=== Page extract ===
On Monday, Dwarf Fortress received its eagerly awaited Siege Update, which revamps Fortress mode sieges by giving invading forces all sorts of dastardly new tools and behaviors to circumvent, demolish, and overrun the player’s fortifications. Dwarves, meanwhile, received new toys to stem the tide of besieging goblins, like autocrossbow turret emplacements and metal-fortified walls. Overnight, the fantasy settlement sim has rewritten decades of player defensive strategy.
One of the interesting complications added by the Siege Update, however, is an unintentional one. Shortly after the update went live, players started reporting on the Kitfox Games Discord that, inexplicably, dwarves in their forts were dying of starvation and dehydration. And not just any dwarves: The moms were refusing to eat, and their babies were the culprit.
The problem, you see, is that moms are like horses—in Dwarf Fortress, at least. In DF, mothers always hold their newborn babies until the infants reach an age where they can walk, play, and feed themselves. To achieve that, the game actually uses the same systems that let soldiers ride war mounts: While we’re shown a dwarven mother holding her child, Dwarf Fortress essentially considers the baby to be “riding” their mom. It’s like a mommy mech situation.

=== Excerpted data ===

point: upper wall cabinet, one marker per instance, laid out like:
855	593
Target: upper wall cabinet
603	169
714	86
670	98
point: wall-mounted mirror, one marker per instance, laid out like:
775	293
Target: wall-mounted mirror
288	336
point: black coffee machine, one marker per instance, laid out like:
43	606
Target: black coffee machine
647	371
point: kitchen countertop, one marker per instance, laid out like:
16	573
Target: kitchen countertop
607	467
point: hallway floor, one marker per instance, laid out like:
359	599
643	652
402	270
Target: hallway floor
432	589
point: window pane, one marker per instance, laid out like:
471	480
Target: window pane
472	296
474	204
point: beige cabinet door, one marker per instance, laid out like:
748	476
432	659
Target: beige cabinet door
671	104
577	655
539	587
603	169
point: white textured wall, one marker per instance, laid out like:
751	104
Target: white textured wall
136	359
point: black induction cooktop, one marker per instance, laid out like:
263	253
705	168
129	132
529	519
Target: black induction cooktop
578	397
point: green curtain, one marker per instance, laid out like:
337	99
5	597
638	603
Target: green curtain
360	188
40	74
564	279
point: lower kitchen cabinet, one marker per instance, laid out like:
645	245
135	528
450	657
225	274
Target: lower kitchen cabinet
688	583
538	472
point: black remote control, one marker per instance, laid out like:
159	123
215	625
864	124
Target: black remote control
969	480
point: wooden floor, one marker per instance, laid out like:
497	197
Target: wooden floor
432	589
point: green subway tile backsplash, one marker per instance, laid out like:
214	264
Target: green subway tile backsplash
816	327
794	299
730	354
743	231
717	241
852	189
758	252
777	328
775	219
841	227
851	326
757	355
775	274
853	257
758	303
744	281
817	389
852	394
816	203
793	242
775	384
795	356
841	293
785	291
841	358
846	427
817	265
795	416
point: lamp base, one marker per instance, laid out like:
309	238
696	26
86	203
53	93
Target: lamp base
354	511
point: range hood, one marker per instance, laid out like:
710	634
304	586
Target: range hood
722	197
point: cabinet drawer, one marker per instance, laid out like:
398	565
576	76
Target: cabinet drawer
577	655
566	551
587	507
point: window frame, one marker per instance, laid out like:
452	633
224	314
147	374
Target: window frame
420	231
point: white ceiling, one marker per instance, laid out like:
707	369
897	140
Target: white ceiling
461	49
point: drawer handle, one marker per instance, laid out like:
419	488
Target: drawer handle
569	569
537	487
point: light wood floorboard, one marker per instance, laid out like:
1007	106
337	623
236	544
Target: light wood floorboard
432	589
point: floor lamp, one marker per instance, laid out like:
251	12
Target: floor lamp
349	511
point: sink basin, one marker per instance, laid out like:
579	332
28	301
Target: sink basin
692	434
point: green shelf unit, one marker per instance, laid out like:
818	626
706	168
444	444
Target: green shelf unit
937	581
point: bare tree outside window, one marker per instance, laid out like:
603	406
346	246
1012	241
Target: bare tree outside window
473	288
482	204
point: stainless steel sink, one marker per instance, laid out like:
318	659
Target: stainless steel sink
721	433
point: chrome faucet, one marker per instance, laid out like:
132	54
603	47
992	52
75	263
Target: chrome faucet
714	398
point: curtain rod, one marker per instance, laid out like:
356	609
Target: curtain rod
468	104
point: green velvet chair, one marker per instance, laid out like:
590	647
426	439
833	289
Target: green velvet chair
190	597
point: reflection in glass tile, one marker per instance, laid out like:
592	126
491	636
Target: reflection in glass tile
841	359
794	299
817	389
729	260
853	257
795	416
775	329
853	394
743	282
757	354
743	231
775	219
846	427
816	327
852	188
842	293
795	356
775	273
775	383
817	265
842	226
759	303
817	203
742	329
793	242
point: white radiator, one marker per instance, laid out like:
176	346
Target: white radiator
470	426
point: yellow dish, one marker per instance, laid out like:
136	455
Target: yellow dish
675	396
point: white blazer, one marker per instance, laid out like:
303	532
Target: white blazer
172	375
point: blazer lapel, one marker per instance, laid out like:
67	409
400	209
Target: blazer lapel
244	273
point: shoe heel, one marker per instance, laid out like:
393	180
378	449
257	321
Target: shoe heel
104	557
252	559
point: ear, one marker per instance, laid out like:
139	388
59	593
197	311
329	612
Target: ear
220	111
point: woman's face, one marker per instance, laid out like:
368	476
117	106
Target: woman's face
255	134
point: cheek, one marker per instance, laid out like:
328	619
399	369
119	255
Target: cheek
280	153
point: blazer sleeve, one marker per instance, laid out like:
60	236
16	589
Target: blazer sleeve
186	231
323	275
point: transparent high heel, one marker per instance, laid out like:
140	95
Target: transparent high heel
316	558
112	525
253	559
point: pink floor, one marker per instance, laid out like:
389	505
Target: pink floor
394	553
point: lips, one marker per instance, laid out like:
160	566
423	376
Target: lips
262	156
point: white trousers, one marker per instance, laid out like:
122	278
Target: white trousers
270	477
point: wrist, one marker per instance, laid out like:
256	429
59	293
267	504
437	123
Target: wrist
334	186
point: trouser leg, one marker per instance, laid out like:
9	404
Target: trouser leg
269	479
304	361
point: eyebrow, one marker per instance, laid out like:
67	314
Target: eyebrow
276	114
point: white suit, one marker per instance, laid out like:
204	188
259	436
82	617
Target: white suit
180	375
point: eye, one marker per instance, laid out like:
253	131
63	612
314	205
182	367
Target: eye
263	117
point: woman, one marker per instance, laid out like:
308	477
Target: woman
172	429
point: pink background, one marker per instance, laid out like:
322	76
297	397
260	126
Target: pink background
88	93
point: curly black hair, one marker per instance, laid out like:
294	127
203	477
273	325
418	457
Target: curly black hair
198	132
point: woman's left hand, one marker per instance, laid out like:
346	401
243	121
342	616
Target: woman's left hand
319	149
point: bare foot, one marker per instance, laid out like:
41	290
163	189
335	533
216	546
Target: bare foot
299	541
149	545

--

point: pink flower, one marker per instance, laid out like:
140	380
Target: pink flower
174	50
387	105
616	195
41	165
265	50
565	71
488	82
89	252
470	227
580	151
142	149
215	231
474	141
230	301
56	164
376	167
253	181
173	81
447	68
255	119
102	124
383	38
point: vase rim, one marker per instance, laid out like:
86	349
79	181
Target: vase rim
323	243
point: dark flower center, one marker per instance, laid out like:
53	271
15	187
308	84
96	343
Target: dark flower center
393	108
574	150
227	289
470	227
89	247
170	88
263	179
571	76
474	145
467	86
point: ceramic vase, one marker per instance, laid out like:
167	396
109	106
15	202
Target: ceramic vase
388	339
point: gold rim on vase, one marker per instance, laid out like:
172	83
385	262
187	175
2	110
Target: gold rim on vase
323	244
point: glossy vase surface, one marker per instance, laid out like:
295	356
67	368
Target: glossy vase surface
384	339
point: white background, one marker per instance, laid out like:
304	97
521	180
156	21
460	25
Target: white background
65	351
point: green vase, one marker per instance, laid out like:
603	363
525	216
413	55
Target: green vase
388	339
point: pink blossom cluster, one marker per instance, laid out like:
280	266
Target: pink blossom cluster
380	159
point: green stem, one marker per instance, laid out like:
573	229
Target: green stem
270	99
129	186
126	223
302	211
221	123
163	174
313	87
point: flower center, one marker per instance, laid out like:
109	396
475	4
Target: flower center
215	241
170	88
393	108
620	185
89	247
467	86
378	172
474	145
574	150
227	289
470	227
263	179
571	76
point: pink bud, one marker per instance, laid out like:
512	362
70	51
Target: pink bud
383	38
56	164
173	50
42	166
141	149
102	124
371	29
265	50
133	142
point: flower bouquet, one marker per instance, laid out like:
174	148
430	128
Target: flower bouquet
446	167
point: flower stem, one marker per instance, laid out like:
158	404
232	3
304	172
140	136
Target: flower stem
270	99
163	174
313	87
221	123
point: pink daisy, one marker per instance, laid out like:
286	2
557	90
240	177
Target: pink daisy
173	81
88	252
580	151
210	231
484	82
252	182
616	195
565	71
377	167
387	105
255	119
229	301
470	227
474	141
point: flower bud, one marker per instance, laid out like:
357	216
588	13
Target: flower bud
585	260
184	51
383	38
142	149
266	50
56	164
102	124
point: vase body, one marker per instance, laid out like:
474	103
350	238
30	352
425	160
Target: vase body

=== What you should do ===
Reproduce the passage about the Dwarf Fortress Siege Update word for word, starting with "One of the interesting" and going on through "mommy mech situation.".

=== Response ===
One of the interesting complications added by the Siege Update, however, is an unintentional one. Shortly after the update went live, players started reporting on the Kitfox Games Discord that, inexplicably, dwarves in their forts were dying of starvation and dehydration. And not just any dwarves: The moms were refusing to eat, and their babies were the culprit.
The problem, you see, is that moms are like horses—in Dwarf Fortress, at least. In DF, mothers always hold their newborn babies until the infants reach an age where they can walk, play, and feed themselves. To achieve that, the game actually uses the same systems that let soldiers ride war mounts: While we’re shown a dwarven mother holding her child, Dwarf Fortress essentially considers the baby to be “riding” their mom. It’s like a mommy mech situation.